-- Begin Material --

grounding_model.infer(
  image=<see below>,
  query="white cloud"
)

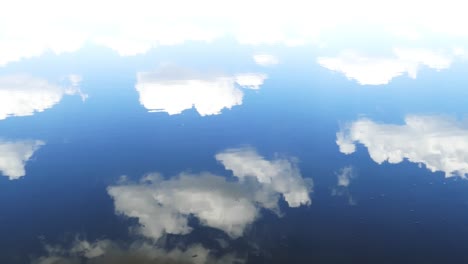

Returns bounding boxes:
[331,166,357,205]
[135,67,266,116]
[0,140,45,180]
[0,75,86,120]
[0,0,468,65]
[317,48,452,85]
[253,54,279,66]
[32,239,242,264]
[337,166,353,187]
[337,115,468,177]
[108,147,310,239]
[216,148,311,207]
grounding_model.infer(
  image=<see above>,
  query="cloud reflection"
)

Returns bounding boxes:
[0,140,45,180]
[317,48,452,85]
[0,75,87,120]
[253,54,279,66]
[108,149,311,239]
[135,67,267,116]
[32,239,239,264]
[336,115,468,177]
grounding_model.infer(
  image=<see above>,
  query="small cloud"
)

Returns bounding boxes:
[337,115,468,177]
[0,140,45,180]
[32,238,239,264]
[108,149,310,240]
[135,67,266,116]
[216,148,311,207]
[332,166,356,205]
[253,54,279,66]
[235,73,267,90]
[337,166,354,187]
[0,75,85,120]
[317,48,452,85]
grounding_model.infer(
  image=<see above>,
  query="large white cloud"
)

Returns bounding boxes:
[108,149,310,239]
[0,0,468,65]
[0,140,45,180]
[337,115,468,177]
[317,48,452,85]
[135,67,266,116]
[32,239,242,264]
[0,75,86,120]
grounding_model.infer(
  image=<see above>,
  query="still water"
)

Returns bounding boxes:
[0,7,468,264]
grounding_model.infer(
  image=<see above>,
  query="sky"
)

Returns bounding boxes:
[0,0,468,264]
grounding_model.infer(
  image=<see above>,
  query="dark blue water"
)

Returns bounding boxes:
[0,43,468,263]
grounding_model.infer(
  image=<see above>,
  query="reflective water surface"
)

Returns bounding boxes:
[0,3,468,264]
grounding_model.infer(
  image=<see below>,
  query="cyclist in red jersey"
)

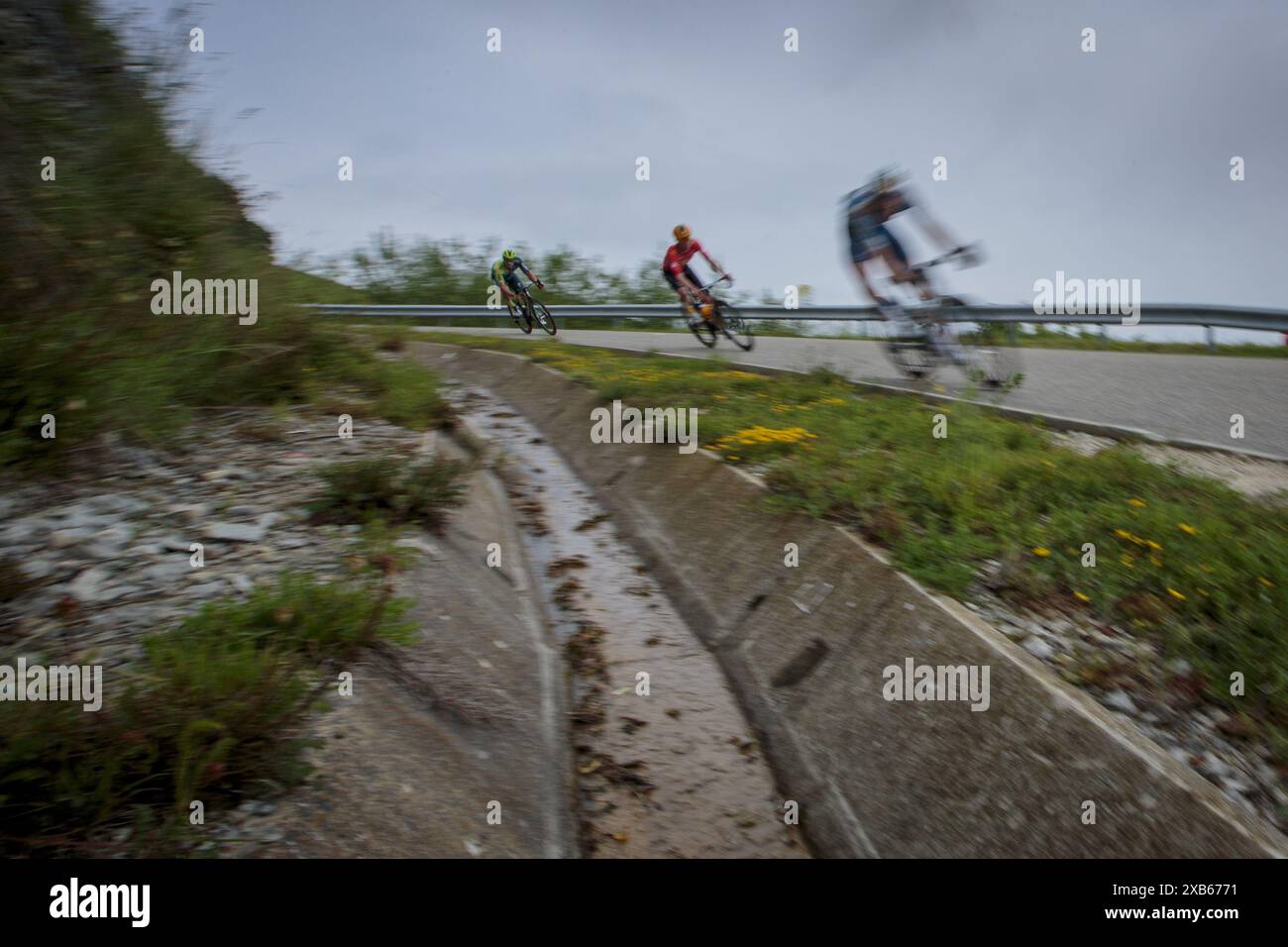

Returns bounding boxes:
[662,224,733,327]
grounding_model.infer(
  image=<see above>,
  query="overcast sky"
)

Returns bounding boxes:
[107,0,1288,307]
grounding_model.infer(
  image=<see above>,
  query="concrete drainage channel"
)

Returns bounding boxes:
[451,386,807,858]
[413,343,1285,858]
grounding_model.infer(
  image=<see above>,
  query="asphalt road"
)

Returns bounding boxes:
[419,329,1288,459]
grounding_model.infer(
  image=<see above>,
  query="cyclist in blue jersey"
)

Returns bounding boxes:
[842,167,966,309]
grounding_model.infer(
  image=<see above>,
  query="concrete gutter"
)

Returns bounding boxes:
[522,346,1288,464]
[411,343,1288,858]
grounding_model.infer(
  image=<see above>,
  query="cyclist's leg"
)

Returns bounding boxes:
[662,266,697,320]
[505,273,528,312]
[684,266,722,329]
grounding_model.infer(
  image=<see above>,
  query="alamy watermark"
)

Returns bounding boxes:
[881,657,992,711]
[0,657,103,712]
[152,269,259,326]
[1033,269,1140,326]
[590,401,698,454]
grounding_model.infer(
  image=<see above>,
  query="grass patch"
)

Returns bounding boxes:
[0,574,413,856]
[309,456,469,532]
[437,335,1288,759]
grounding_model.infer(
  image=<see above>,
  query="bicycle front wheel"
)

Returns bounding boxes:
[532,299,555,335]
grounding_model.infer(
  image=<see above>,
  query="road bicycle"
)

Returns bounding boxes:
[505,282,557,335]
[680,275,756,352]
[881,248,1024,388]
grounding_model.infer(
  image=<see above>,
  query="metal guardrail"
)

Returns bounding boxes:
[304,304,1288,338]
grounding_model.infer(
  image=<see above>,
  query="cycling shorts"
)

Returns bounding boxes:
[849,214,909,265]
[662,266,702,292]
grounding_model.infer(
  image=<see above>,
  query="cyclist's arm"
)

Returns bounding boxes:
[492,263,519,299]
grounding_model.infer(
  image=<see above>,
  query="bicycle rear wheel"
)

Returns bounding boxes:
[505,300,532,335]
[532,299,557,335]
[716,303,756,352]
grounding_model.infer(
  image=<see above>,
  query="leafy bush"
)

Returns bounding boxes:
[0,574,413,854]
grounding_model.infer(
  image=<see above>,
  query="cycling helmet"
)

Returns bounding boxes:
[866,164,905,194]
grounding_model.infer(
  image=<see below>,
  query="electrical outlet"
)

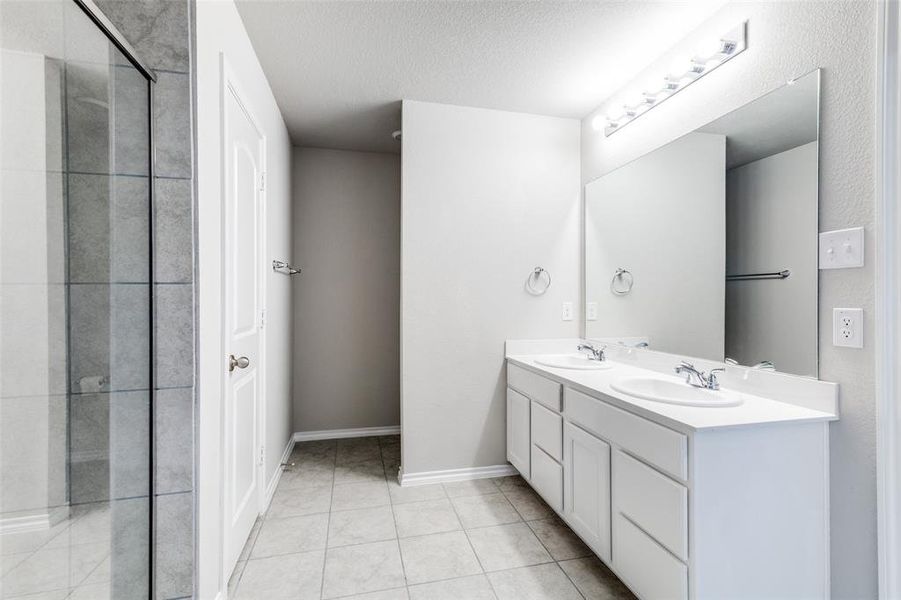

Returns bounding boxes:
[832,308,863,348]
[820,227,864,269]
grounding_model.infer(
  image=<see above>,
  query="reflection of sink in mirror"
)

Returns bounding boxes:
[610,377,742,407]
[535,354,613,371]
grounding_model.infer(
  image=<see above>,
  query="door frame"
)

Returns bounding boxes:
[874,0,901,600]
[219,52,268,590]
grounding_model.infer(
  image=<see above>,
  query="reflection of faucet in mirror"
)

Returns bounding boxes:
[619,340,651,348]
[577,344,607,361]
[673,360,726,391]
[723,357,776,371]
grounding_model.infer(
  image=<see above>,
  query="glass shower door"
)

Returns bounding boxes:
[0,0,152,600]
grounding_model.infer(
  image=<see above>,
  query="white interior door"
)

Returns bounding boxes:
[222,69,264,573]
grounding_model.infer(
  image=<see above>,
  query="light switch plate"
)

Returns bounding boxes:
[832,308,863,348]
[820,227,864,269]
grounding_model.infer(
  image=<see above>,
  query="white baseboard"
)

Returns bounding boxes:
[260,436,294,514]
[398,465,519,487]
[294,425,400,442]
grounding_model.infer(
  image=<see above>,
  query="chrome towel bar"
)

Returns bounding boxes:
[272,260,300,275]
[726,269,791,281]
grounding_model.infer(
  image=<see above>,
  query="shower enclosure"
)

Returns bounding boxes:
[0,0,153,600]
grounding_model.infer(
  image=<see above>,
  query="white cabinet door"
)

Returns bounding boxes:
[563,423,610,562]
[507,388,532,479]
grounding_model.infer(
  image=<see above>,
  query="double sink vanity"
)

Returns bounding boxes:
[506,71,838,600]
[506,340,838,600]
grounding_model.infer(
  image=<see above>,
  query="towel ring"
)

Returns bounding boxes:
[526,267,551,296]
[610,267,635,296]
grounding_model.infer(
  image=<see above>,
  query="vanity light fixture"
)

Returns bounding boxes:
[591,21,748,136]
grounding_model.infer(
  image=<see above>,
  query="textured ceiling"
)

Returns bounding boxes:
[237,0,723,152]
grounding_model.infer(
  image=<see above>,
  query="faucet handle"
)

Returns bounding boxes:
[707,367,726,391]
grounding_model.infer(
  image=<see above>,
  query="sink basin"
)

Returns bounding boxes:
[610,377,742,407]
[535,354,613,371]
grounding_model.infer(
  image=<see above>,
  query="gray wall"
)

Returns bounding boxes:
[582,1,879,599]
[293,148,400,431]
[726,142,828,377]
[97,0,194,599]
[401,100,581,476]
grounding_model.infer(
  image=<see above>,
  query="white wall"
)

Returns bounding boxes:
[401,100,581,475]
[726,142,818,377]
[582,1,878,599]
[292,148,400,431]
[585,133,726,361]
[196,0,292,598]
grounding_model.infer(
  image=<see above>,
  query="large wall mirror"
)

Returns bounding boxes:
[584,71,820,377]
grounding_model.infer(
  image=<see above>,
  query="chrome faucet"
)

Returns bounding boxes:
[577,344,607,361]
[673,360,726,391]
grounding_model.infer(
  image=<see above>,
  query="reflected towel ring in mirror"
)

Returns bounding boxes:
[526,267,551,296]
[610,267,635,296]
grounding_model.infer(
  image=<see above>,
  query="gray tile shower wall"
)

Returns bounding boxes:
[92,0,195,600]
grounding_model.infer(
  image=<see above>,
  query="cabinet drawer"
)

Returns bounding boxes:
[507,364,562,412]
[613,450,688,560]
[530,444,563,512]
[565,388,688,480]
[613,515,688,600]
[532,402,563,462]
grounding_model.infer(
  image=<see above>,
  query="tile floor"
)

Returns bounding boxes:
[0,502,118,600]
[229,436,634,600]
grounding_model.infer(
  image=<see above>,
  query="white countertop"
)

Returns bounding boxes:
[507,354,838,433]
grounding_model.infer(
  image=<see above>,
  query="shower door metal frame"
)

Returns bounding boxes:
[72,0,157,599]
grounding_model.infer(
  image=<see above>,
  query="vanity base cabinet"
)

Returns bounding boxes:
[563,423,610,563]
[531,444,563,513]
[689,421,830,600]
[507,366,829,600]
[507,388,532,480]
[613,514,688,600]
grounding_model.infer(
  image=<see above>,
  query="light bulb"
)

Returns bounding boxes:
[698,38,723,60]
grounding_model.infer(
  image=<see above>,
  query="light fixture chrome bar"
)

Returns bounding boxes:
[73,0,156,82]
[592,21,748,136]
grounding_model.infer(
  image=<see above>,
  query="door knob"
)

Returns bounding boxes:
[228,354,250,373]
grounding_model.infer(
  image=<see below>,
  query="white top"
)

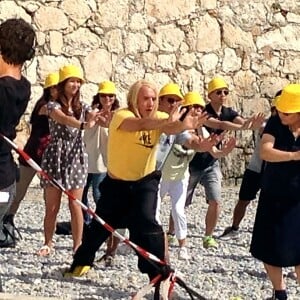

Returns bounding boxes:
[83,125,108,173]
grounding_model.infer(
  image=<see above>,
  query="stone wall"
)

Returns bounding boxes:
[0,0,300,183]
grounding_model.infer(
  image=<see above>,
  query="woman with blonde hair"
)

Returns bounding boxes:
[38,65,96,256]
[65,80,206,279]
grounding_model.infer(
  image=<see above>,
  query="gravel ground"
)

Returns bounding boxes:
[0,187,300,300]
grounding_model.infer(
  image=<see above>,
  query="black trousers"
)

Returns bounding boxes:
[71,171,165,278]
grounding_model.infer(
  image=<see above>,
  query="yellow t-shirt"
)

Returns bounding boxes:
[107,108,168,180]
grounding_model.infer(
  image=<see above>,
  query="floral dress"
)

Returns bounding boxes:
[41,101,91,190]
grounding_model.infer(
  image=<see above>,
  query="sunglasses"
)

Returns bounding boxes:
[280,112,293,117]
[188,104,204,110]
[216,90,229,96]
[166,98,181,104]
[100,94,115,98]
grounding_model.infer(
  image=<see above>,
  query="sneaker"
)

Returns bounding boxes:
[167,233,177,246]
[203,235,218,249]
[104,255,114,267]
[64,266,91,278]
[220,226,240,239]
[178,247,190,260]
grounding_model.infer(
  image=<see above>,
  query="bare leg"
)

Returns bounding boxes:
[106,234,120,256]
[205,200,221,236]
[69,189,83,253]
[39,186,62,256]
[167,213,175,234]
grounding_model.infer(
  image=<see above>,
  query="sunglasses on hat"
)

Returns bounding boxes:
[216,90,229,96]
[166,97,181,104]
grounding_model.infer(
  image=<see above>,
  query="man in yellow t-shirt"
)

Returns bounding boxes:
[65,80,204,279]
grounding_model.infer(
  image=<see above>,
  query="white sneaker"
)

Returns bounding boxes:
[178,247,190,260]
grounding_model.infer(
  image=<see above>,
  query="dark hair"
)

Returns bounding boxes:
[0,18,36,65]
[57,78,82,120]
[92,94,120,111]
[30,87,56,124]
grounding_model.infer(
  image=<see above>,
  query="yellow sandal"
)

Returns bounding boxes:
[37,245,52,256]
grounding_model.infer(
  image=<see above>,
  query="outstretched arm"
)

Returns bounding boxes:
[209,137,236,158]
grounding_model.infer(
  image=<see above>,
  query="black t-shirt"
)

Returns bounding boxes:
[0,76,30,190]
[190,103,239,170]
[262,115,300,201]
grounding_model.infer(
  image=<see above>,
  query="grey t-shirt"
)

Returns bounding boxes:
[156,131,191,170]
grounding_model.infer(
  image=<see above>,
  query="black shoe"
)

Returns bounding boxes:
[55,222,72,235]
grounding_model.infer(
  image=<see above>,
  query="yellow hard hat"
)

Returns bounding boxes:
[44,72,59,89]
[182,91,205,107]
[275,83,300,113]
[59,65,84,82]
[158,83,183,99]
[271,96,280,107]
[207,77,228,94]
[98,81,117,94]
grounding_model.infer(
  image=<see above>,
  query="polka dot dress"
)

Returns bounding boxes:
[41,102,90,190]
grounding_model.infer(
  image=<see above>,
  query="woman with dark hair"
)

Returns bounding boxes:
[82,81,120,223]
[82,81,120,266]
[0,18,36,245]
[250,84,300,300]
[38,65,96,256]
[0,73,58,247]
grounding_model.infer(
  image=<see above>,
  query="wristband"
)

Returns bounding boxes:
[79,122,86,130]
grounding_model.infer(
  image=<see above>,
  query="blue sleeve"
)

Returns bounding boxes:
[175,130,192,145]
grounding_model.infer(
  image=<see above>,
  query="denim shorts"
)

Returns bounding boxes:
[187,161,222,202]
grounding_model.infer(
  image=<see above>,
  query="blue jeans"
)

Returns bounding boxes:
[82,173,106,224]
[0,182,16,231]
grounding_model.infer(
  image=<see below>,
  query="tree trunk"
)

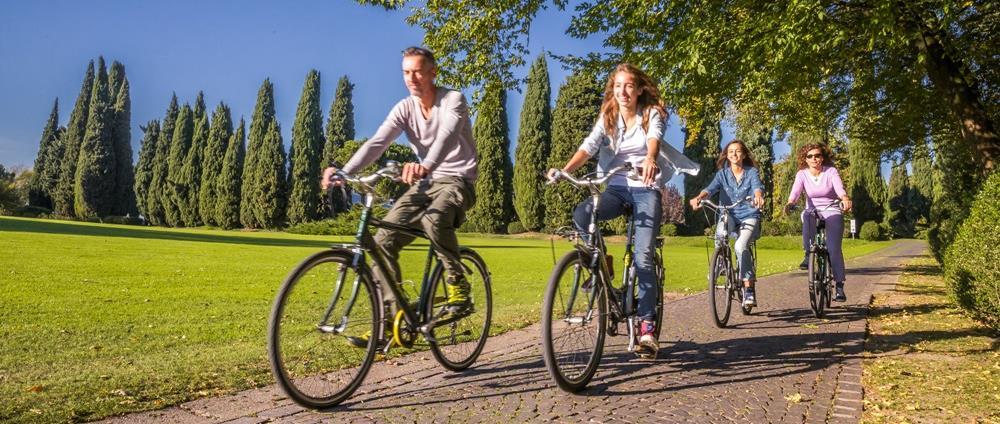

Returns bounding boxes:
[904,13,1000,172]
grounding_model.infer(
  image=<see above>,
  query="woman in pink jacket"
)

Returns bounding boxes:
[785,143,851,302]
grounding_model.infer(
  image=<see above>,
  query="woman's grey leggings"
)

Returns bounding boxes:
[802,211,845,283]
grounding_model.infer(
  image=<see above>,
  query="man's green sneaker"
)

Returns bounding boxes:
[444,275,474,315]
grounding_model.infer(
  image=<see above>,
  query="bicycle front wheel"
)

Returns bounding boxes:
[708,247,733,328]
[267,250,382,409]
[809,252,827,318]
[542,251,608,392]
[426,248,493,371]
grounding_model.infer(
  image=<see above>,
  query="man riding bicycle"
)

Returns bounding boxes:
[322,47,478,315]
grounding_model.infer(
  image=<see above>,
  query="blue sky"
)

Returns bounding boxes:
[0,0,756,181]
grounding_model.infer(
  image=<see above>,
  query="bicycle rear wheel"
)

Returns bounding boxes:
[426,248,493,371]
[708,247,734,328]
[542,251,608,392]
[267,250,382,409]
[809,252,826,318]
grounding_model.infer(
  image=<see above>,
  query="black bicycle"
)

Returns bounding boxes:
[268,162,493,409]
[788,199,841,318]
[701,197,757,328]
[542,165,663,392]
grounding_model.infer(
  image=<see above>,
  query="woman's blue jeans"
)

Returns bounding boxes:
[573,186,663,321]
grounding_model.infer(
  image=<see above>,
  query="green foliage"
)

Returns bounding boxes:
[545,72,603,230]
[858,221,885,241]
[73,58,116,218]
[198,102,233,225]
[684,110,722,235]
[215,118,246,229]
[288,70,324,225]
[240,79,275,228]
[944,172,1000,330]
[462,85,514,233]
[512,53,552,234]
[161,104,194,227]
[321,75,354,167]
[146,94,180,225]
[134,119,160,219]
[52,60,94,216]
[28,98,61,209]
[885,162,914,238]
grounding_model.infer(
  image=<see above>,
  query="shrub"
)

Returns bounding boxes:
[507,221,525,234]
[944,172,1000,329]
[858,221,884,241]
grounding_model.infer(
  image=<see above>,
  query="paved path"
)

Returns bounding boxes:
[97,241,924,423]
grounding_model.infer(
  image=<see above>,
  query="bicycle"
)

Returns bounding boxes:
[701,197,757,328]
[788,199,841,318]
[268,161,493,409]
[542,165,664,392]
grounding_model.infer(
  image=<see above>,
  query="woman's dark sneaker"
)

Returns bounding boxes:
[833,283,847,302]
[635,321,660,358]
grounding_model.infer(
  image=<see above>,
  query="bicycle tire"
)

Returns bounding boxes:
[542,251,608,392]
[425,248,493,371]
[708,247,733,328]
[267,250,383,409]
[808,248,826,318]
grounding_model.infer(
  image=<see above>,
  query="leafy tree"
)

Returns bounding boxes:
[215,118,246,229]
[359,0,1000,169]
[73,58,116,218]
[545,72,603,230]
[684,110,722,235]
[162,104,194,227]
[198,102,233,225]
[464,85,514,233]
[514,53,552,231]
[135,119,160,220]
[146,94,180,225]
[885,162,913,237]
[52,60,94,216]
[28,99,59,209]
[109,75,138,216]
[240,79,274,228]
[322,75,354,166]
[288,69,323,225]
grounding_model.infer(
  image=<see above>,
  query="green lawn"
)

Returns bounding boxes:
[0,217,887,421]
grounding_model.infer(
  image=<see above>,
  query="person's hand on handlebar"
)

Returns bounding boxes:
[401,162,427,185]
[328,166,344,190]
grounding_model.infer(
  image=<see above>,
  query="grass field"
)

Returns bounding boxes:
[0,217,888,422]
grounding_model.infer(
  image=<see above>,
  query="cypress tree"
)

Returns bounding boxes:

-- End Material --

Directive: Identify every line in the items above that contains the string "concrete", matching case exactly.

Response to the task:
  query="concrete drainage channel"
  query="concrete gutter"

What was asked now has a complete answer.